Tasks
**1)** Answer these questions from the text on women-led IPOs:
(a) How many women-led public offerings were there in 2020?
(b) Who led Bumble when it went public?
(c) In what year did Rosabeth Moss Kanter create the term "homosocial reproduction"?
**2)** Please quote the text on women-led IPOs from "There were more" up to and including "public in May.".
**3)** Write the next part of the text on women-led IPOs, picking up after its last sentence.

Document excerpt
There were more IPOs led by women in 2021 than ever before, topping 2020’s total of four women-led public offerings, which was a record at the time. Women-helmed IPOs in 2021 included:

  • Dating app Bumble went public under Whitney Wolfe Heard in February 2021. 
  • In May 2021, health care clothing company FIGS, led by two women, held its IPO.
  • Actress Jessica Alba also took her consumer goods business The Honest Company public in May. 
  • During the same month, Vimeo CEO Anjali Sud conducted the video platform’s IPO. 
  • Clothing rental company Rent the Runway, created by Jennifer Fleis and Jennifer Hyman, went public in October 2021.

While it’s exciting to celebrate women breaking new ground, women still led a small percentage of the more than 1,000 companies that went public in 2021. I can’t stop myself from wondering: Why do so few IPOs come from companies run by women? 

“Homosocial reproduction,” says Elizabeth J. Sandler, founder and chief executive officer of executive coaching, solutions, and design company Echo Juliette, based in New York. She adds that Rosabeth Moss Kanter, a professor of leadership and strategy at Harvard Business School, created the term in 1977, and it is what still dominates business today.

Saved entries
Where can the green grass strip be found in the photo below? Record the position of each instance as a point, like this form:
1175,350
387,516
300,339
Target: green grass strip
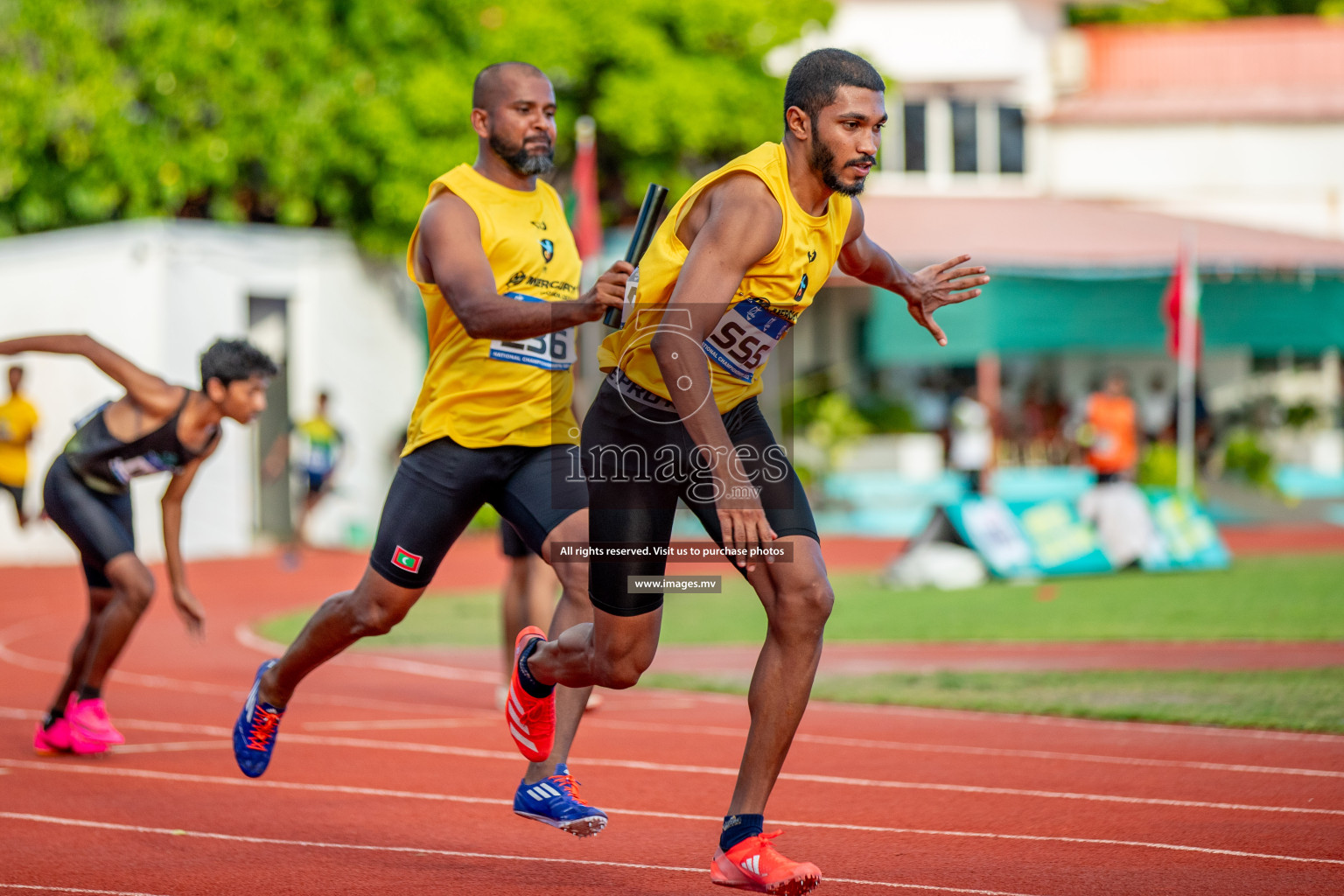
1260,598
1292,700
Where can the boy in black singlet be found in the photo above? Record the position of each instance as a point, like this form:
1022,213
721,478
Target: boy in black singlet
155,427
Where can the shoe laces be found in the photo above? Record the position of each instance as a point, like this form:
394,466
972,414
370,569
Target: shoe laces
263,728
570,788
769,855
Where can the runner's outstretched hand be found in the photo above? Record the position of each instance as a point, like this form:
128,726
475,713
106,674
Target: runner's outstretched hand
938,285
609,290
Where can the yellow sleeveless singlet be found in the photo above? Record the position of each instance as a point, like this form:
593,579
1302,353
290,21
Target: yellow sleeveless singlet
486,393
767,303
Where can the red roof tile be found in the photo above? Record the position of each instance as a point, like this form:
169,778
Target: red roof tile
1055,233
1286,67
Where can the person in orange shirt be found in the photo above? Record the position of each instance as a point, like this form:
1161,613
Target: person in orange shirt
18,424
1112,424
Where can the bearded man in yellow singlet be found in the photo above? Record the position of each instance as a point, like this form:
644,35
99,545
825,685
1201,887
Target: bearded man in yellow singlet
730,270
498,270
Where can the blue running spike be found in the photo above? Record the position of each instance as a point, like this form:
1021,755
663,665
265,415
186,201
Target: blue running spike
255,732
556,801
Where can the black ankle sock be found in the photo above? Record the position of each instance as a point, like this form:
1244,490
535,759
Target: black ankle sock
738,828
524,676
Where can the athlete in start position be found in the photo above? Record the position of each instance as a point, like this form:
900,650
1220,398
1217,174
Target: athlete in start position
729,271
498,270
152,429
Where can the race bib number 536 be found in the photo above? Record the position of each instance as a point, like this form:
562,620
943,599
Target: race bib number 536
550,352
744,339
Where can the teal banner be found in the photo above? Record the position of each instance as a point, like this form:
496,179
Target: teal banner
1030,539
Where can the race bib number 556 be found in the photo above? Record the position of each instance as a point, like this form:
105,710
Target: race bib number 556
550,352
744,339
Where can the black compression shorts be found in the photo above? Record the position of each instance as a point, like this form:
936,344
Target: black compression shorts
440,486
17,491
512,543
98,524
639,461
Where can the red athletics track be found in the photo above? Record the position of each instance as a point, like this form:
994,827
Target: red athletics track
396,777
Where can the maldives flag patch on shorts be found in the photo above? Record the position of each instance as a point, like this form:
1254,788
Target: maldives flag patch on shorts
403,559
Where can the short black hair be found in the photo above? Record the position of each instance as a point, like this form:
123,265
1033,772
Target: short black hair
234,359
486,89
815,80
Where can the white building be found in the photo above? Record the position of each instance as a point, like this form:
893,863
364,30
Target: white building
1238,121
159,293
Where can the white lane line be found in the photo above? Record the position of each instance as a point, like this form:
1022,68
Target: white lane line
182,746
73,890
423,850
642,813
245,635
1060,722
970,751
403,724
163,682
473,752
820,780
250,639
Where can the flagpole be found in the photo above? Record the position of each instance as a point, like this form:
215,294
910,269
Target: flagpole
1186,364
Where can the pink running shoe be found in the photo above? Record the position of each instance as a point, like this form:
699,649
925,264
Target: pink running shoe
89,720
60,738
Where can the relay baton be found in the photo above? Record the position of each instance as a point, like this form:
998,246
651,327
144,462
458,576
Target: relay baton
644,228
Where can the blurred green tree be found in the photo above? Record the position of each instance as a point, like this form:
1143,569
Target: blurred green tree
340,112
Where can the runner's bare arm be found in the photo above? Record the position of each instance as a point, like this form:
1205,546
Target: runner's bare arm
148,391
183,599
742,226
925,290
449,254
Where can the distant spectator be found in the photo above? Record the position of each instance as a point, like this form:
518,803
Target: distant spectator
18,424
1203,424
930,406
972,439
1156,410
323,448
1110,431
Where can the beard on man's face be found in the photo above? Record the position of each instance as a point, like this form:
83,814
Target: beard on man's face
526,158
822,161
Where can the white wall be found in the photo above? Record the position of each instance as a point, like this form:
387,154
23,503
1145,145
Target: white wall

Results for each task
**1)**
(a) Four
(b) Whitney Wolfe Heard
(c) 1977

**2)**
There were more IPOs led by women in 2021 than ever before, topping 2020’s total of four women-led public offerings, which was a record at the time. Women-helmed IPOs in 2021 included:

  • Dating app Bumble went public under Whitney Wolfe Heard in February 2021. 
  • In May 2021, health care clothing company FIGS, led by two women, held its IPO.
  • Actress Jessica Alba also took her consumer goods business The Honest Company public in May.

**3)**
“It is the principle that we are most comfortable working with people who are socially similar to ourselves,” Sandler says. “Because corporations are run mostly by men, investors are mostly men and therefore founders of companies taken public are mostly men.”

Sandler says when the pandemic first hit and caused travel and meeting cancelations, her calendar had more than 100 meetings with investors, tech founders, and senior executives. All of them were men. 

Big challenges for women-led companies 

Other statistics bear witness to this trend: Only .64 percent of venture capital money has gone to companies with Black or Latinx women founders since 2018, according to one recent study of minority women in business. Women-led startups also consistently get under 3 percent of all venture capital funding. In 2021, women start-up founders received 2% of venture capital, the smallest amount since 2016. And more generally, some women may experience a  motherhood penalty, workplace sexual harassment, which goes unreported 75 percent of the time, even the feeling some women reported to this writer about being “pushed out” by their male peers.

Still, mentoring programs, concerted efforts by companies to address gender discrimination, and, of course, incredibly talented women are helping change the game.  

Groundbreakers of the past two years

In 2021, founder and chief executive  of the dating app Bumble, Whitney Wolfe Heard, became the youngest-ever woman to lead her company to an IPO in February, 2021. She is 31, and her company was valued at $8 billion. Meanwhile, Anjali Sud was the first South Asian woman to take a business public when Vimeo joined the Nasdaq.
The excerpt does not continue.